▶ Problem set
1: In the mailing-list excerpt on multifd device state transfer, how many channels were used for multifd during the test migration?
2: Reproduce everything in the mailing-list excerpt on multifd device state transfer from "A build was" down to "would be a plus.".
3: Continue the mailing-list thread on multifd device state transfer with a VFIO consumer, starting immediately after its final line.

▶ Extract provided

──────

I did a quick run of a VM with a mlx5 VF and a vGPU and I didn't see
any issue when migrating. I used 4 channels for multifd. The trace
events looked ok and useful. We will tune these with time. I wished
we had some way to dump the thread and channel usage on each side.

A build was provided to RHEL QE. This to get more results when under
stress and with larger device states. Don't expect feedback before
next year though !

Having a small cookbook to run the migration from QEMU and from
libvirt would be a plus.

Thanks,

C.
Re: [PATCH v3 00/24] Multifd 🔀 device state transfer support with VFIO consumer
Posted by Maciej S. Szmigiero 1 year, 2 months ago
On 5.12.2024 22:27, Cédric Le Goater wrote:
> On 11/17/24 20:19, Maciej S. Szmigiero wrote:
>> From: "Maciej S. Szmigiero" <maciej.szmigiero@oracle.com>
>>
>> This is an updated v3 patch series of the v2 series located here:
>> https://lore.kernel.org/qemu-devel/cover.1724701542.git.maciej.szmigiero@oracle.com/
>>
>> Changes from v2:
>> * Reworked the non-AIO (generic) thread pool to use Glib's GThreadPool
>> instead of making the current QEMU AIO thread pool generic.

──────

▶ Dataset excerpt
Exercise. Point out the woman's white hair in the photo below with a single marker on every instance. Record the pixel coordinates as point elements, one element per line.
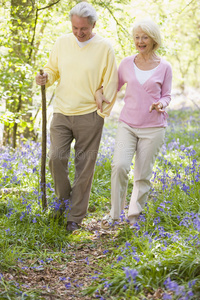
<point>151,29</point>
<point>84,10</point>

──────

▶ Answers to the exercises
1: Four channels were used for multifd.

2:
A build was provided to RHEL QE. This to get more results when under
stress and with larger device states. Don't expect feedback before
next year though !

Having a small cookbook to run the migration from QEMU and from
libvirt would be a plus.

3:
>>
>> * Added QEMU_VM_COMMAND MIG_CMD_SWITCHOVER_START sub-command to the
>> migration bit stream protocol via migration compatibility flag.
>> Used this new bit stream sub-command to achieve barrier between main
>> migration channel device state data and multifd device state data instead
>> of introducing save_live_complete_precopy_{begin,end} handlers for that as
>> the previous patch set version did,
>>
>> * Added a new migration core thread pool of optional load threads and used
>> it to implement VFIO load thread instead of introducing load_finish handler
>> as the previous patch set version did.
>>
>> * Made VFIO device config state load operation happen from that device load
>> thread instead of from (now gone) load_finish handler that did such load on
>> the main migration thread.
>> In the future this may allow pushing BQL deeper into the device config
>> state load operation internals and so doing more of it in parallel.
>>
>> * Switched multifd_send() to using a serializing mutex for thread safety
>> instead of atomics as suggested by Peter since this seems to not cause
>> any performance regression while being simpler.
>>
>> * Added two patches improving SaveVMHandlers documentation: one documenting
>> the BQL behavior of load SaveVMHandlers, another one explaining
>> {load,save}_cleanup handlers semantics.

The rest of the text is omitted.